__Required actions__.
[a] Transcribe the post on a less-is-more presidency from "A Less-Is-More Presidency?" to "this way. . .".
[b] Answer these questions using the post on a less-is-more presidency:
(i) According to the quoted candidate announcement, how many people make up the country?
(ii) What size of economic impact defines a major economic regulation in that announcement?
(iii) In what year did Richard Nixon comment on the Charles Manson trial?

A Less-Is-More Presidency? (And Who Ruined It in the First Place?) [with comment by Paul]

A few days ago George Will devoted a column to advocating that a good presidential candidate—and by extension a good president—would be someone who talked less and promised less:

All modern presidents of both parties have been too much with us. Talking incessantly, they have put politics unhealthily at the center of America’s consciousness. Promising promiscuously, they have exaggerated government’s proper scope and actual competence, making the public perpetually disappointed and surly. Inflating executive power, they have severed it from constitutional constraints. So, sensible voters might embrace someone who announced his 2016 candidacy this way. . .

“Candidates are constantly asked, ‘Where will you take the country?’ My answer is: ‘Nowhere.’ The country is not a parcel to be ‘taken’ anywhere. It is the spontaneous order of 316 million people making billions of daily decisions, cooperatively contracting together, moving the country in gloriously unplanned directions.

“To another inane question, ‘How will you create jobs?,’ my answer will be: ‘I won’t.’ Other than by doing whatever the chief executive can to reduce the regulatory state’s impediments to industriousness. I will administer no major economic regulations — those with $100 million economic impacts — that Congress has not voted on. Legislators should be explicitly complicit in burdens they mandate.

Etc.  Now, I heartily endorse the premise behind this article—that modern presidents might be more successful if they talked less.  I can recall when Richard Nixon caused a commotion in 1970 when he made an offhand comment about the Charles Manson trial.  Today we expect our presidents to talk to us about everything—was Obama really well served by giving his ill-informed opinion about the Trayvon Martin case?

__Dataset rows__.
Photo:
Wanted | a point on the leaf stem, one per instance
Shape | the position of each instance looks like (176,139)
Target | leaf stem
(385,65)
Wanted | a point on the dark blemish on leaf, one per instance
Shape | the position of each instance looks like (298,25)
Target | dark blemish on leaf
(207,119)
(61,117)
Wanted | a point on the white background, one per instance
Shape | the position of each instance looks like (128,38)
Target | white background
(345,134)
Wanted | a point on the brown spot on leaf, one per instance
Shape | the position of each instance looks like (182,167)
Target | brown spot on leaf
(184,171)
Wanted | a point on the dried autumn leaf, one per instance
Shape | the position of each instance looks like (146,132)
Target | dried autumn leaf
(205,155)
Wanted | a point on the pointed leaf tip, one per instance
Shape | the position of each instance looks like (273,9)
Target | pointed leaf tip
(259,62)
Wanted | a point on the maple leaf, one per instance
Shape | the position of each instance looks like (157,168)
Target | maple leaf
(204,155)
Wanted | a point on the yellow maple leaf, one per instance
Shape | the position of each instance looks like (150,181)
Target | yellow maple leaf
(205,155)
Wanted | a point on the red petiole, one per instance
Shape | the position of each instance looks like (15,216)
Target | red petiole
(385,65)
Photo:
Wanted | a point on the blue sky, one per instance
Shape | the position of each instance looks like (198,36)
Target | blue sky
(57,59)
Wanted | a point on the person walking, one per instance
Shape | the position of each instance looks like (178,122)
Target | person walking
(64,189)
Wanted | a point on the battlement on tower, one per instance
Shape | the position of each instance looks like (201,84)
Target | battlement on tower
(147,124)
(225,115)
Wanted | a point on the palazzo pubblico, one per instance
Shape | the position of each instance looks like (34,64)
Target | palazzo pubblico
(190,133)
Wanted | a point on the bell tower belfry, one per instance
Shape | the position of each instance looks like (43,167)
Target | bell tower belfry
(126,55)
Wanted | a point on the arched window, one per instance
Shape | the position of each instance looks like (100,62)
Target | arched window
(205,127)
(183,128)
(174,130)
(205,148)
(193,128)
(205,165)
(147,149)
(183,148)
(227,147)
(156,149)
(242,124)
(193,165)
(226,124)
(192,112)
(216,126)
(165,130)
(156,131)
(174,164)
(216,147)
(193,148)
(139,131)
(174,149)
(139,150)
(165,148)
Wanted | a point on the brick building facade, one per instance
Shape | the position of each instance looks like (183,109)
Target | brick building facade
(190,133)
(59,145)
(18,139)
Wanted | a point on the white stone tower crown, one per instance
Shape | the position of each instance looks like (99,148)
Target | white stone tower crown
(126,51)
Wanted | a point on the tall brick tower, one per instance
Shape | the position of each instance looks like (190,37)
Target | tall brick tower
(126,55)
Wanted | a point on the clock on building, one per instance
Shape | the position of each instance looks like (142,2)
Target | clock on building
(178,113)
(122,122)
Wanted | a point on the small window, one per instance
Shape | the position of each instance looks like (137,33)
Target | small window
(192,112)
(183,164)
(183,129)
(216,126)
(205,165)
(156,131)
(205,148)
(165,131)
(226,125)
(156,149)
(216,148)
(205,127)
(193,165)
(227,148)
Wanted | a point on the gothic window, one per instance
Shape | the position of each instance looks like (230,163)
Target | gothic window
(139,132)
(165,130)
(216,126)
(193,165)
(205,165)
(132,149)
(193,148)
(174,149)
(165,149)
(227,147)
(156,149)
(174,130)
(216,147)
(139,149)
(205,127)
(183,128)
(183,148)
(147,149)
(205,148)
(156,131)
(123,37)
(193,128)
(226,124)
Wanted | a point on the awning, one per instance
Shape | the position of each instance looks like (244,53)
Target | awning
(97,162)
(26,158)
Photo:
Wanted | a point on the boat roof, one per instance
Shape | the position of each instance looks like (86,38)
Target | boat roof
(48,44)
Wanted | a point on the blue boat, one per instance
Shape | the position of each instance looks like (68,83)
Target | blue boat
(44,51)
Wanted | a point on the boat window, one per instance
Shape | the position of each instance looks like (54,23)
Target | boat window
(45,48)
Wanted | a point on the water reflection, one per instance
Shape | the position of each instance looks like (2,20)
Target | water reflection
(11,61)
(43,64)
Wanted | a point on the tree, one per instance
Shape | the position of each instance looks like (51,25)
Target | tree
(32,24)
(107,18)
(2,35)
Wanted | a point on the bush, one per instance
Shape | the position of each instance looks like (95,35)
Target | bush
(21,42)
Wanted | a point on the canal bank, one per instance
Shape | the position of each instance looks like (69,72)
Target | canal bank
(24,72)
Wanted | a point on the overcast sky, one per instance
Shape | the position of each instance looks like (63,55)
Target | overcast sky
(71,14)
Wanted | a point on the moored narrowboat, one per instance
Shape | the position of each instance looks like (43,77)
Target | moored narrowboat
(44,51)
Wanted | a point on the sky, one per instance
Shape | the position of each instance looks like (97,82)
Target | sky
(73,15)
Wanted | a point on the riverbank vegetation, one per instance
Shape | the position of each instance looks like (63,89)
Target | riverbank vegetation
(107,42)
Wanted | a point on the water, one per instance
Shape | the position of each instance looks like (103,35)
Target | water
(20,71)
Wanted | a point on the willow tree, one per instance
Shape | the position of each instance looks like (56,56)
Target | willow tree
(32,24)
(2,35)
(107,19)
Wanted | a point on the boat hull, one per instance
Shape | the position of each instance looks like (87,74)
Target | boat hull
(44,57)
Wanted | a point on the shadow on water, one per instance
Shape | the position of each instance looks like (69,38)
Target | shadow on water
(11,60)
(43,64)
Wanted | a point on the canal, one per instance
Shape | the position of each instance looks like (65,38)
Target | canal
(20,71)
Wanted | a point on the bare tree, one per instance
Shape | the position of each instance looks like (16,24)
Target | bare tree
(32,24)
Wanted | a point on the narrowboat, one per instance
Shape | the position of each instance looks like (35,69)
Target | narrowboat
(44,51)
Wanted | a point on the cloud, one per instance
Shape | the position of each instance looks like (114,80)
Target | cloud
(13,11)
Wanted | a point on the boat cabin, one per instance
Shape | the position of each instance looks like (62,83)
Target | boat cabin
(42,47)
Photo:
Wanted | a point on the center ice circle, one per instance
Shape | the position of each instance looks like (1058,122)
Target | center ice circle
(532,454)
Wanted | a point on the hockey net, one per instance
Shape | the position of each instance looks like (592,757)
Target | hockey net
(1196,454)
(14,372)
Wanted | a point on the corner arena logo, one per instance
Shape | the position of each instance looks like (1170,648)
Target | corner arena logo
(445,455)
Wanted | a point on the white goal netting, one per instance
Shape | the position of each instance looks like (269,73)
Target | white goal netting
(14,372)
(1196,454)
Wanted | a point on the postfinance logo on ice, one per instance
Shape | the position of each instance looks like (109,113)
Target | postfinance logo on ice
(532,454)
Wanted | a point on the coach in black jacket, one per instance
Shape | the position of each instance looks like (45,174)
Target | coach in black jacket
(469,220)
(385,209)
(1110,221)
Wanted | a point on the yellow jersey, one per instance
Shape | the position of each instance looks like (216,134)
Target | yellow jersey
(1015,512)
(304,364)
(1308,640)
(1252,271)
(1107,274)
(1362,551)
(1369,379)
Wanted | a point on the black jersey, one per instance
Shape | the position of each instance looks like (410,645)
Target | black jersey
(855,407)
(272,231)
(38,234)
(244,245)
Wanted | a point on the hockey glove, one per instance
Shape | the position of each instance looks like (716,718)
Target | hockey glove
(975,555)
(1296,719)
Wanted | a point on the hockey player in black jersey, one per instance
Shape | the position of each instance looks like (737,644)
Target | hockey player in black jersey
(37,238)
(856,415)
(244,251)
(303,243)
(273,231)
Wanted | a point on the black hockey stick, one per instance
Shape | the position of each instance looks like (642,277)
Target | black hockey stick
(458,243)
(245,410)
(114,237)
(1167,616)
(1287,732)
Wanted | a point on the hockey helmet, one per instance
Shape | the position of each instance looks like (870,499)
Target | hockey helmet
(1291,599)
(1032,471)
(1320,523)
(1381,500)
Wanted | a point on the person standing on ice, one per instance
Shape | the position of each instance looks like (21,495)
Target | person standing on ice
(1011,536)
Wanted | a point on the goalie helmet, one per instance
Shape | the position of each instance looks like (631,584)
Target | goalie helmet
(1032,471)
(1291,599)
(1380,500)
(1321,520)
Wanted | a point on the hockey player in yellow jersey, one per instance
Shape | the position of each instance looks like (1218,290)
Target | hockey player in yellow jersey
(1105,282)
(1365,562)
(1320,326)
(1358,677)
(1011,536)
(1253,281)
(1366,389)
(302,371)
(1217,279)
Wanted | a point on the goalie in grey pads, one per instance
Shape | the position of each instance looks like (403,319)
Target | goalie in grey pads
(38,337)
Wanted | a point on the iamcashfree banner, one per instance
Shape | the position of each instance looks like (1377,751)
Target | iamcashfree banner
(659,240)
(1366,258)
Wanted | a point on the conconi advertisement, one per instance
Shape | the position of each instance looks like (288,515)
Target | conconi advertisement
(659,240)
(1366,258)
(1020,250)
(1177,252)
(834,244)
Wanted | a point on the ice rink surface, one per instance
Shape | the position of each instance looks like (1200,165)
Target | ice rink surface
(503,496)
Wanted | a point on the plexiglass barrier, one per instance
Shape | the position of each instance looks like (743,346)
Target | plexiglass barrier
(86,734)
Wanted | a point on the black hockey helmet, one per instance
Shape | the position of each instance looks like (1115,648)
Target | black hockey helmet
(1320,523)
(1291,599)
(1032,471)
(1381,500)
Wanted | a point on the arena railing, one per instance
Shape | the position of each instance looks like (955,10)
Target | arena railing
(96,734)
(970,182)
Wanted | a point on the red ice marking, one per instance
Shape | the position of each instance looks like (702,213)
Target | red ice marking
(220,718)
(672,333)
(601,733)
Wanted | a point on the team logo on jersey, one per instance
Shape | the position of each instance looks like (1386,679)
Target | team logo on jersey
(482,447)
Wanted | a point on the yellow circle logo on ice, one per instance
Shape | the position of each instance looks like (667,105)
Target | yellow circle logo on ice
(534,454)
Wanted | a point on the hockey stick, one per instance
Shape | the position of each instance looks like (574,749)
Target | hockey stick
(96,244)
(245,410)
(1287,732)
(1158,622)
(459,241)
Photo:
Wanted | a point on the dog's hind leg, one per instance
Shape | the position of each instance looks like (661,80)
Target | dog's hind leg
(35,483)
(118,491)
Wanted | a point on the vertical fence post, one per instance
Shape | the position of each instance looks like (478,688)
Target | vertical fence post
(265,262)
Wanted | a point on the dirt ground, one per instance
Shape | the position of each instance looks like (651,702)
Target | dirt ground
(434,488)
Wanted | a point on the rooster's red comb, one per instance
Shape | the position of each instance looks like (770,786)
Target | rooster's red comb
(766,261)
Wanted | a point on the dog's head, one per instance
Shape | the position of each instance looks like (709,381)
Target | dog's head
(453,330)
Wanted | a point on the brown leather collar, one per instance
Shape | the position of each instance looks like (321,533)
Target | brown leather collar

__Outputs in order__.
[a]
A Less-Is-More Presidency? (And Who Ruined It in the First Place?) [with comment by Paul]

A few days ago George Will devoted a column to advocating that a good presidential candidate—and by extension a good president—would be someone who talked less and promised less:

All modern presidents of both parties have been too much with us. Talking incessantly, they have put politics unhealthily at the center of America’s consciousness. Promising promiscuously, they have exaggerated government’s proper scope and actual competence, making the public perpetually disappointed and surly. Inflating executive power, they have severed it from constitutional constraints. So, sensible voters might embrace someone who announced his 2016 candidacy this way. . .

[b]
(i) 316 million people
(ii) $100 million
(iii) 1970